Dataset entries:
※
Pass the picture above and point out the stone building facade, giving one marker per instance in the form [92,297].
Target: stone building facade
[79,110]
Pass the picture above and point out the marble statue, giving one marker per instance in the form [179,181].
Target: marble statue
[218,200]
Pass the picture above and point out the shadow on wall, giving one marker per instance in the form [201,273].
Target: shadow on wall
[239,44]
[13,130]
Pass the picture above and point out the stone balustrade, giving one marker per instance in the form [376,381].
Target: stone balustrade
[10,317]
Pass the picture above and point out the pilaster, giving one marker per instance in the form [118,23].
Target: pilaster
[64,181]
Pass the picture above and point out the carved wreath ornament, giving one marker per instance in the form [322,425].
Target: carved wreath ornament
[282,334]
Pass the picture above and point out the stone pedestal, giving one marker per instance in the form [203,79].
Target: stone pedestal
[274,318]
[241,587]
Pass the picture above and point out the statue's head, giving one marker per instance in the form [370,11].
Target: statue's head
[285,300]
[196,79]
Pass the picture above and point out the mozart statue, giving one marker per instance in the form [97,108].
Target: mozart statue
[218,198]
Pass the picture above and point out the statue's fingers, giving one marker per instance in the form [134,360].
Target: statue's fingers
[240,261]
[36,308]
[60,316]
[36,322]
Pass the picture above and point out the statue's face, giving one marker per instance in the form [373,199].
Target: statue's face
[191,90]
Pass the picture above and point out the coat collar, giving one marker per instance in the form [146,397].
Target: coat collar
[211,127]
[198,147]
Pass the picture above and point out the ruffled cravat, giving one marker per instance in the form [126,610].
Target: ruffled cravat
※
▶ **What needs to be done**
So that no detail is lost, give every line of the data again exactly.

▶ **Answer for this exercise**
Pass the picture above and point out the stone building facade, giving one marker per instance in the form [92,297].
Target: stone building facade
[79,110]
Pass the picture above and point out the marble statue, giving one marker per instance in the form [179,181].
Target: marble statue
[218,200]
Pass the picture above and point out the shadow on wall, giving one marker per instance in the form [201,273].
Target: shadow on wall
[239,44]
[13,130]
Pass the picture above and point out the stone balustrade, giving one marker per instance in the form [376,381].
Target: stone balustrade
[10,317]
Pass the picture above and point out the pilaster, giving one marker per instance in the form [118,23].
Target: pilaster
[64,181]
Pass the picture above and point out the carved wreath ornament, giving one marker per instance in the form [322,425].
Target: carved wreath ornament
[282,334]
Pass the picture above and point out the stone pedestal, giving one marker per instance in the form [203,79].
Target: stone pedestal
[274,318]
[241,587]
Pass the picture above and point out the statue's head, giving one marker per instance in the form [370,11].
Target: statue's head
[285,300]
[196,79]
Pass the picture above and point out the mozart statue, giving one marker per instance in the form [97,108].
Target: mozart statue
[218,198]
Pass the picture above and point out the statue's fingers, giving one marker per instance in the form [134,360].
Target: statue's fingers
[240,261]
[36,308]
[60,316]
[36,322]
Pass the picture above and point out the statue's face, giving one marker per instance in the form [373,199].
Target: statue's face
[191,90]
Pass the picture above and point out the coat collar, giving one marker per instance in the form [146,397].
Target: coat collar
[211,127]
[198,147]
Pass the picture above and point out the ruffled cravat, giving one marker per instance in the form [126,610].
Target: ruffled cravat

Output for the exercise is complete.